** start Dataset **

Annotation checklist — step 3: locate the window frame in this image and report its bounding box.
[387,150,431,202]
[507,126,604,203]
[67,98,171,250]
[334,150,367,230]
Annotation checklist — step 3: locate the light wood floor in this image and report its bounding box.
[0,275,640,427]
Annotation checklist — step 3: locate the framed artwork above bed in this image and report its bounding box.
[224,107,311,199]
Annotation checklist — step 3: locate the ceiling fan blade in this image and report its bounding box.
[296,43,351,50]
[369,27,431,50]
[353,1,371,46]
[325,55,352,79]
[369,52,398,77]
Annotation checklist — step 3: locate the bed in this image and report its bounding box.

** end Dataset **

Put the lines above into a Markdown table with two columns, No. and Line. Number each row and omit any blank lines.

| No. | Line |
|---|---|
| 1 | Annotation checklist — step 3: locate the window frame in this image and report its bounding box. |
| 2 | [387,150,431,202] |
| 3 | [507,126,604,203] |
| 4 | [67,98,171,250] |
| 5 | [334,150,367,230] |
| 6 | Annotation checklist — step 3: locate the light wood floor in this image and report its bounding box. |
| 7 | [0,275,640,427] |
| 8 | Annotation checklist — step 3: locate the framed artwork above bed in this image and report its bounding box. |
| 9 | [224,107,311,199] |
| 10 | Annotation checklist — step 3: locate the ceiling fan blade in this image and report its bounding box. |
| 11 | [296,43,351,50] |
| 12 | [369,27,431,50] |
| 13 | [353,1,371,46] |
| 14 | [325,55,352,79] |
| 15 | [369,52,398,77] |
| 16 | Annotation checklist — step 3: locate the bed in this image and report its bounding box. |